◆ **Extract**
Segment Open

Five things you need to know from Kentucky football’s 24-14 loss to South Carolina

Five things you need to know from No. 13 Kentucky’s 24-14 loss to South Carolina in SEC football at Kroger Field:

1. A damaging loss. In a season when Kentucky (4-2, 1-2 SEC) backers were envisioning the Wildcats facing Georgia with the SEC East lead on the line for a third time in five years, a second conference loss likely doomed that chance only three games into UK’s league schedule.

It is also a breakthrough victory for a South Carolina program that Stoops and UK had consistently had the upper hand against.

It is the first time the Wildcats have lost to the Gamecocks in Lexington since 2012, the final season of the Joker Phillips coaching era, and it was the third overall loss to South Carolina in Stoops’ 10 seasons as Kentucky coach.

For Shane Beamer’s rebuilding project, this was a significant step forward.

2. No Will Levis. Kentucky played without its starting quarterback, who spent the game in a gray sweatsuit with a therapeutic boot on his left foot. Without Levis, UK was mostly unable to get the football to its explosive cast of wideouts.

Backup quarterback Kaiya Sheron, the former Somerset High School star, got the start for UK. It was the first college start for the 6-foot-3, 208-pound redshirt freshman, who had never thrown a pass in a college game until Saturday night.

Utilizied in an understandably conservative game plan, Sheron finished 15-of-27 passing for 178 yards and two touchdowns with one interception.

Sheron was 7-of-14 passing for 64 yards until South Carolina went ahead 24-7. He then engineered a 16-play, 75-yard TD drive.

Sheron has a strong arm, but didn’t get an abundant chance to show it off because Kentucky again had a hard time protecting its QB — a recurring problem in 2022.

The Kentucky quarterback was sacked six times for minus-54 yards. UK has now allowed its QBs to be sacked 25 times in six games.

Sheron and the limited UK offense played from a hole almost the entire game after Kentucky fumbled on an attempted reverse on its initial play from scrimmage and it set up South Carolina for a 2-yard touchdown drive before the contest was one minute old.

In taking a loss in his first career start at UK, Sheron can take some comfort in this: He joins all-time Kentucky quarterback greats Tim Couch, Jared Lorenzen and Andre Woodson, who all lost their first UK starts, too.

Kentucky Wildcats quarterback Kaiya Sheron (12) throws the ball in a game against South Carolina at Kroger Field in Lexington, Ky., on Saturday, Oct. 8, 2022.

Segment Closed

◆ **What you have to do**
Please pick up the Kentucky football recap from where it stops and keep writing it. None of the material is needed.

◆ **Dataset**
Segment Open

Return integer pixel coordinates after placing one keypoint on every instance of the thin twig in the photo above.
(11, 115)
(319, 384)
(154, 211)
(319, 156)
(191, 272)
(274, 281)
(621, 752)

Segment Closed

◆ **Reply to the task**
Kentucky Wildcats quarterback Kaiya Sheron (12) throws the ball in a game against South Carolina at Kroger Field in Lexington, Ky., on Saturday, Oct. 8, 2022.

3. Third-down kills the Cats. Not shockingly for a team playing a completely-inexperienced QB, Kentucky struggled on third-down conversions. The Cats converted only one of their first eight third-down attempts and finished 3-of-12.

Meanwhile, South Carolina, with a veteran QB in Oklahoma transfer Spencer Rattler, converted 6 of 14 on third down.

4. Special teams continue to hurt UK. Kentucky had a punt blocked in the first half, though the UK defense kept South Carolina from scoring.

UK’s Matt Ruffolo missed a 45-yard field-goal in the first half. That loomed large late in the game when UK scored to pull within 24-14. Obviously, had the field goal been made, it would have been a one-possession game.

Like his father, iconic Virginia Tech head man Frank Beamer, Shane Beamer puts extreme emphasis on special teams. The Gamecocks kicking game kept UK from accumulating even one return yard until Barion Brown returned a punt 11 yards with 2:18 left in the game.

When you are trying to win via a low-possession, ball-control game with a backup QB, you need to be impeccable in the special teams.

Kentucky was far from that.

5. C-Rod moves up the charts. Kentucky star running back Christopher Rodriguez ran for 126 yards on 22 carries. Rodriguez now has 2,938 career rushing yards and has moved past Mark Higgs (2,892) for fifth on UK’s all-time rushing-leaders list.

Fashion police

For its sixth game of 2022, Kentucky wore silver chrome helmets, blue jerseys with white letters and numbers and blue pants.

With its loss, UK is now 10-4 in silver chrome helmets since the start of the 2018 season.